• DESKRIPSI LATIHAN
Jawab pertanyaan berikut berdasarkan kutipan pilihan di bawah.
(a) Pada hari dan tanggal apa penulis dan Roro saling berkirim pesan?
(b) Ke kota mana tiket kereta pulang pergi dari Yogyakarta dipesan?
(c) Pukul berapa hari kedua pendakian dimulai menuju Puncak Ogal-agil Arjuno?

── KUTIPAN PILIHAN

Sumber Brantas tumpah ruah. Para pendaki mengisi ruang-ruang. Di pinggir jalan, di warung, di kamp pangkal. Ini akhir pekan dan hari menjelang siang. Dua jam mengulur dari rencana semula, menimbulkan keraguan di kepala, akankah pendakian dua gunung adik-beradik bisa berjalan sesuai kehendak?
Rencana yang Sempurna
Pendakian ini dibuat tanpa banyak waktu. Senin, 31 Juli 2023, saya dan Roro saling berkirim pesan. Ia mengajak saya mendaki Gunung Arjuno – Welirang bersama empat orang temannya—Wisnu, Sandi, Mukrom, Ari—pada akhir pekan. Sempat ragu, dengan pertimbangan waktu yang begitu mendadak. Di usia menjelang 40 tahun begini, saya membuat batas, tak bisa sembarangan mendaki.
Tapi ini Arjuno! Saya menentang diri sendiri.
Keesokan harinya, saya mendaftar Simaksi secara daring pada pagi dan tengah malam permohonan izin memasuki kawasan konservasi dikantongi. Surat itu kemudian menjadi bekal saya memesan tiket kereta pulang pergi Yogyakarta – Mojokerto – Yogyakarta.
Untuk pendakiannya sendiri, begini skenarionya: hari pertama, Sabtu, 4 Agustus 2023, pendakian akan dimulai pada pukul sembilan pagi dan akan sampai di kamp Lengkehan pada sore menjelang siang. Dari Lengkehan akan dilanjutkan ke Kembar 1 dan merayakan matahari terbenan di Puncak Welirang, lalu kembali ke Lengkehan untuk menutup hari. Hari kedua dimulai pukul 1.30 dini hari menuju Puncak Ogal-agil Arjuno. Perkiraannya akan memakan waktu empat sampai lima jam untuk menggapai cita-cita mulia merayakan matahari terbit di ketinggian 3339mdpl.
Sempurna.
Selanjutnya, mengikuti waktu tempuh perjalanan naik, Ogal-agil harus ditinggalkan paling lambat pada tujuh pagi sehingga sampai di tenda menjelang siang. Tengah hari, menyusul Puncak, Lengkehan pun harus ditinggalkan agar bisa sampai kembali ke kamp pangkal pada tiga sore. Tanpa banyak basa-basi, segera tancap gas bergegas menuju Mojokerto agar tidak ketinggalan kereta pada tujuh malam.

────
── DATA TERSIMPAN

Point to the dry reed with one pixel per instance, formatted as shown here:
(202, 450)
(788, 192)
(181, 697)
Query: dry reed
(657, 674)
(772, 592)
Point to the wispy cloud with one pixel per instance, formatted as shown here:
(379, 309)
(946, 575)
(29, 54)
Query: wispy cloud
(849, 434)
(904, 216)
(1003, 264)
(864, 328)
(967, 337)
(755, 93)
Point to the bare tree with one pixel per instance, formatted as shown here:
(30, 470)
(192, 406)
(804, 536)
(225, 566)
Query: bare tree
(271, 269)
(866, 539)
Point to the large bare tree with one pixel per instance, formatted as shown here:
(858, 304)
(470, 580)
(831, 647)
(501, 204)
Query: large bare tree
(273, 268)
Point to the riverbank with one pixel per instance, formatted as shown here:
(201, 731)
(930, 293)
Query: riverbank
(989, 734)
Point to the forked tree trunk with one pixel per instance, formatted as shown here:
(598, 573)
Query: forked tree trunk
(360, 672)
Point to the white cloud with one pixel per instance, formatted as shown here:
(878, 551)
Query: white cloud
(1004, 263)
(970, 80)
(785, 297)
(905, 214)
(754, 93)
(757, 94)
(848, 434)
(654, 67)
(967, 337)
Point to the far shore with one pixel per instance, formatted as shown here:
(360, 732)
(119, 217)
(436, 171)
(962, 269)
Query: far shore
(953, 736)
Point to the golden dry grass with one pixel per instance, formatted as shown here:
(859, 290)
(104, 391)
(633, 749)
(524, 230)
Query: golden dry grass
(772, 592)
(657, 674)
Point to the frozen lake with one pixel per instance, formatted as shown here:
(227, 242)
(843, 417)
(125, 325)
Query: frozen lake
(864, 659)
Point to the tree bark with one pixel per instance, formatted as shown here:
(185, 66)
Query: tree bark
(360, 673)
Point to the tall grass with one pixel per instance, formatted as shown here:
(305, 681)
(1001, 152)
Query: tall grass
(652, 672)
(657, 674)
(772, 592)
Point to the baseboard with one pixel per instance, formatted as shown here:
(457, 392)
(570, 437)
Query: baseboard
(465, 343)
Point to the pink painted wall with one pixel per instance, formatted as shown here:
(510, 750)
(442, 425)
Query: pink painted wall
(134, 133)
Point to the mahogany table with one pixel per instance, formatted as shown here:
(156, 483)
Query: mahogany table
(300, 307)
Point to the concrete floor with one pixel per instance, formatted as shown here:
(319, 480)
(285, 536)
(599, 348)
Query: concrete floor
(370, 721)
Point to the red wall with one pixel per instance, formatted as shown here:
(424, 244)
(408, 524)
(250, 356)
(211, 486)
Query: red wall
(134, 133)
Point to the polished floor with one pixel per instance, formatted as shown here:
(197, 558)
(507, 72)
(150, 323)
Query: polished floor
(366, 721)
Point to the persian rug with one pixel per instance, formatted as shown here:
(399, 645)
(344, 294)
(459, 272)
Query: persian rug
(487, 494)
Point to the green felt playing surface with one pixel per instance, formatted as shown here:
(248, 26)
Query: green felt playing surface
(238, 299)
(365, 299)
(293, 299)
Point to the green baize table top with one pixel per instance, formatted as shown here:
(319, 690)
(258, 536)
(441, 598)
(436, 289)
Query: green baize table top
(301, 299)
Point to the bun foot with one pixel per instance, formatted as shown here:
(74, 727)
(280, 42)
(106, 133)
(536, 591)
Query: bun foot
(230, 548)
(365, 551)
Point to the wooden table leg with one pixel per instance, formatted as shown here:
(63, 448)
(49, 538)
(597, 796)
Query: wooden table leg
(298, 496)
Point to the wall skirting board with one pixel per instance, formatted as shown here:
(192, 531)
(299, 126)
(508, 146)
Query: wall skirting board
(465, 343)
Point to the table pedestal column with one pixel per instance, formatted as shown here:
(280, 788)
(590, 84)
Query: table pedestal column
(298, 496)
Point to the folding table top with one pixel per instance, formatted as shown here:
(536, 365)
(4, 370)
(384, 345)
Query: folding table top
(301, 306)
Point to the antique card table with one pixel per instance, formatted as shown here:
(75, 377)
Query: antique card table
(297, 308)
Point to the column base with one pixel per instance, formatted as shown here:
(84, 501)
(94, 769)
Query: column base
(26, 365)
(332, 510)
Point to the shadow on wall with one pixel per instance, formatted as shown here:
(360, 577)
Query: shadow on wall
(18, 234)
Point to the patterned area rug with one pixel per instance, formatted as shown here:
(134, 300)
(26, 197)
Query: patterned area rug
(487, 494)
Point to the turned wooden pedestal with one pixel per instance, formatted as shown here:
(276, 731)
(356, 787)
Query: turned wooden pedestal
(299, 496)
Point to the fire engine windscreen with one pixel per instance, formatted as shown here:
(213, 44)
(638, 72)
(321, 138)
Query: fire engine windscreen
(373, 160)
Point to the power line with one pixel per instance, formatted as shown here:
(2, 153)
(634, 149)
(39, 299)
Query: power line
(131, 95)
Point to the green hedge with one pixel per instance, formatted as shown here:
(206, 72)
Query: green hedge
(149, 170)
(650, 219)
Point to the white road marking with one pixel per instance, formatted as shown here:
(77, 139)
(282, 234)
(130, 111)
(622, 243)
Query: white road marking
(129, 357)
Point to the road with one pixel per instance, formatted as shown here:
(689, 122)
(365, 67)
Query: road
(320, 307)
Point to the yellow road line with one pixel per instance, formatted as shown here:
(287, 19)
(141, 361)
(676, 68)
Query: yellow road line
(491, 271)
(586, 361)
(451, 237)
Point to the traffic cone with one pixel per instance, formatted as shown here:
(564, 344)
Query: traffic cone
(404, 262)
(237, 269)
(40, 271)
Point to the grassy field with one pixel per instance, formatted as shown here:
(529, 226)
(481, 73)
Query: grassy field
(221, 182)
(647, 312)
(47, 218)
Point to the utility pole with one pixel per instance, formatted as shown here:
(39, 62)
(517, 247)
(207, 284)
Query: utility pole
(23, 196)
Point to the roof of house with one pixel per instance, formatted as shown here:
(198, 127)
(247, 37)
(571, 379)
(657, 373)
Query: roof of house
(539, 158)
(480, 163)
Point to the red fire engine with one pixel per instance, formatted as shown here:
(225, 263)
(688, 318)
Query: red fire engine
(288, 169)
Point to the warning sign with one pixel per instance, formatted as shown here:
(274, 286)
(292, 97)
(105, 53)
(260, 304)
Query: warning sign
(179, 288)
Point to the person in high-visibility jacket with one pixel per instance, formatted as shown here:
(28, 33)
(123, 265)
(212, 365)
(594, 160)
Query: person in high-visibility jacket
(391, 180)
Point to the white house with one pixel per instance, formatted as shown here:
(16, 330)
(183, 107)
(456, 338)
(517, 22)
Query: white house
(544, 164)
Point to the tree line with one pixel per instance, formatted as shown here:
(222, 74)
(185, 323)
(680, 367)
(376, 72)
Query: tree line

────

• JAWABAN LATIHAN
(a) Senin, 31 Juli 2023.
(b) Mojokerto.
(c) Pukul 1.30 dini hari.